>>>>>

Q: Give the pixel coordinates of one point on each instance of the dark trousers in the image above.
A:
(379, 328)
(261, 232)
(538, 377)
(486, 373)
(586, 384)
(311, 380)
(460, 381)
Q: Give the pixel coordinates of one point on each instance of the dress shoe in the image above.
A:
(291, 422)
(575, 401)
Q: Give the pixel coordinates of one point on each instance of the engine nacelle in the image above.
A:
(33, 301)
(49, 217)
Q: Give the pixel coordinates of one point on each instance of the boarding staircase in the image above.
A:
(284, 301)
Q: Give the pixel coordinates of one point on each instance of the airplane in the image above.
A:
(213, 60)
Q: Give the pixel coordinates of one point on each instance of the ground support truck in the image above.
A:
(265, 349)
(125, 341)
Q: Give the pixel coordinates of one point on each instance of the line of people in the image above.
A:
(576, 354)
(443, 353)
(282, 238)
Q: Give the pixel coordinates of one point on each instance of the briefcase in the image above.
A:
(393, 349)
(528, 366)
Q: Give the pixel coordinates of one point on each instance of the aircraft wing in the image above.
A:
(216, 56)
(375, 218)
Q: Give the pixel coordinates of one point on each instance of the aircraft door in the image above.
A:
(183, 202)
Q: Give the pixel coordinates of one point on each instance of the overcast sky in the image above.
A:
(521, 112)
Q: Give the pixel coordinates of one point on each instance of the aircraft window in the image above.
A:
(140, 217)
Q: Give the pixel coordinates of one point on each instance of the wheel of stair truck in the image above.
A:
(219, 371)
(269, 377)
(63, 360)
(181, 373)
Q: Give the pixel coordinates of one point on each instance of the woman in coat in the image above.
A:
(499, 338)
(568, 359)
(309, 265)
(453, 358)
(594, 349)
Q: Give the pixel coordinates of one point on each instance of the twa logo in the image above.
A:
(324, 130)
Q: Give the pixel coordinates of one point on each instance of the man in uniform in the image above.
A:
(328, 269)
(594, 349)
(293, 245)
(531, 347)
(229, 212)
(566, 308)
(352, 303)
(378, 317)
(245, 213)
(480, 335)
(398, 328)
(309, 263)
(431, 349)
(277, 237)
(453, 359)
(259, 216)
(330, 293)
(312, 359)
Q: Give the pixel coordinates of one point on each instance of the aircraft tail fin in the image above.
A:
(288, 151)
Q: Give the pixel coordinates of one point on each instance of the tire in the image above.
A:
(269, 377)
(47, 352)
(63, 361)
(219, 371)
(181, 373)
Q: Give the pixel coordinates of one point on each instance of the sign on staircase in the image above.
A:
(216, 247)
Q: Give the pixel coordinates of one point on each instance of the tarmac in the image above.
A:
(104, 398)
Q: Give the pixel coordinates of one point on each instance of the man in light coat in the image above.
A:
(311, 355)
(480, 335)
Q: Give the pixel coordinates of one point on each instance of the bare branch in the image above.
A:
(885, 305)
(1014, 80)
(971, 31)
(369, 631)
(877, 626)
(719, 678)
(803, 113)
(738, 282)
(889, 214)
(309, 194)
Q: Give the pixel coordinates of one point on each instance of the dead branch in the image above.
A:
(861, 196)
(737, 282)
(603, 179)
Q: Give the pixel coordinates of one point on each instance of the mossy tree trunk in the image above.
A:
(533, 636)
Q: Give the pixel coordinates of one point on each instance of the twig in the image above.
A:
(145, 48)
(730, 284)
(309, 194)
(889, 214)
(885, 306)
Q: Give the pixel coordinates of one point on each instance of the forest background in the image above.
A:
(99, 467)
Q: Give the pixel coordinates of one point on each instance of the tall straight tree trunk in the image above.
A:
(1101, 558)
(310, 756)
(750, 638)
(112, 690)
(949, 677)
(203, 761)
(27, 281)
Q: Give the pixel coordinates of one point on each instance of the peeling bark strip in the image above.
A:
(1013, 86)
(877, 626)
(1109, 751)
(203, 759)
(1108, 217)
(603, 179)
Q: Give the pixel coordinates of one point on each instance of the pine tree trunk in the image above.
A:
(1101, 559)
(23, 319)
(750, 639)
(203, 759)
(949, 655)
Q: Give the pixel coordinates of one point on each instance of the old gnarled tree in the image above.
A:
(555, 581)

<<<<<

*Task to complete:*
Restate the data above word for word.

*Response:*
Q: Give the pixel coordinates of one point on each instance of the dark trousers in the image above.
A:
(379, 328)
(261, 232)
(538, 377)
(486, 373)
(586, 384)
(311, 380)
(460, 381)
Q: Give the pixel coordinates of one point on each instance of the dress shoe in the image above.
A:
(291, 422)
(575, 401)
Q: Give the pixel coordinates of one point on each instance of the engine nacelle in the image above.
A:
(33, 301)
(49, 217)
Q: Give the pixel coordinates of one point on each instance of the boarding staircase in the image above.
A:
(284, 301)
Q: Give the pixel coordinates of one point on each instance of the airplane in the image above.
A:
(213, 60)
Q: Give the pixel coordinates of one point on each instance of the ground support truck in the image above.
A:
(265, 349)
(125, 341)
Q: Give the pixel coordinates of one point on each instance of the line of people in the image above.
A:
(576, 354)
(443, 353)
(282, 238)
Q: Give the pixel coordinates of one point on each instance of the briefcase in the image above.
A:
(393, 349)
(528, 366)
Q: Give the pixel coordinates of one point on each instance of the aircraft wing in the image above.
A:
(216, 56)
(375, 218)
Q: Give the pixel coordinates of one point on each instance of the aircraft door in the image above.
A:
(183, 202)
Q: Give the pixel coordinates of one point on each instance of the overcast sky in the image above.
A:
(521, 112)
Q: Give the pixel coordinates of one point on each instance of the aircraft window in the image above.
A:
(140, 217)
Q: Give the pixel coordinates of one point on each instance of the wheel of stair truck in the image above.
A:
(219, 371)
(269, 377)
(63, 360)
(181, 373)
Q: Give the pixel coordinates of one point on each instance of the woman in coat in the image above.
A:
(499, 338)
(568, 359)
(309, 265)
(453, 358)
(594, 349)
Q: Give the pixel coordinates of one point on each instance of the twa logo in the image above.
A:
(324, 130)
Q: Give the pixel coordinates of one point on each instance of the man in uniform in the image above.
A:
(328, 269)
(594, 349)
(293, 245)
(531, 347)
(229, 212)
(566, 308)
(352, 303)
(378, 317)
(245, 213)
(480, 335)
(398, 328)
(309, 263)
(431, 349)
(277, 237)
(453, 359)
(259, 216)
(330, 293)
(312, 359)
Q: Give the pixel coordinates of one point on each instance of the aircraft tail fin in the image above.
A:
(288, 151)
Q: Give the pixel coordinates of one point on each instance of the tire in the image above.
A:
(269, 377)
(47, 352)
(63, 361)
(219, 371)
(181, 373)
Q: Give the pixel coordinates of one point on each instance of the sign on staircase in the image above.
A:
(216, 247)
Q: Give the pixel coordinates of one point on each instance of the tarmac in the image above.
A:
(104, 398)
Q: Give the pixel coordinates of one point on each instance of the man in light coat in the image above.
A:
(311, 355)
(480, 335)
Q: Give the pixel coordinates of one point on each instance of the bare branch in the image above.
A:
(885, 305)
(1014, 80)
(971, 31)
(369, 631)
(877, 626)
(719, 678)
(803, 113)
(738, 282)
(889, 214)
(309, 194)
Q: Give the pixel coordinates of one point on each instance of the dead branch in the image above.
A:
(861, 196)
(737, 282)
(603, 179)
Q: Give the pixel coordinates of one point on each instance of the mossy tree trunk in the image above.
A:
(533, 636)
Q: Give the pixel coordinates of one point on each instance of the twig in the image above.
A:
(145, 48)
(730, 284)
(309, 194)
(889, 214)
(885, 306)
Q: Give the pixel coordinates of one point on each instance of the forest background in the image above.
A:
(99, 467)
Q: Give the pixel coordinates of one point on each instance of the tall straight tree trunk in the image above.
A:
(1101, 558)
(310, 756)
(750, 638)
(112, 690)
(949, 677)
(203, 761)
(27, 281)
Q: Give the pixel coordinates of one point on each instance of the peeling bark strip in the image above.
A:
(1013, 86)
(877, 626)
(1109, 751)
(203, 759)
(1108, 217)
(603, 179)
Q: Give the pixel coordinates of one point on each instance of the pine tree trunk in the image above.
A:
(1101, 559)
(23, 319)
(750, 639)
(203, 759)
(949, 655)
Q: Give the pixel coordinates of one point on each instance of the old gnarled tree in the image above.
A:
(555, 581)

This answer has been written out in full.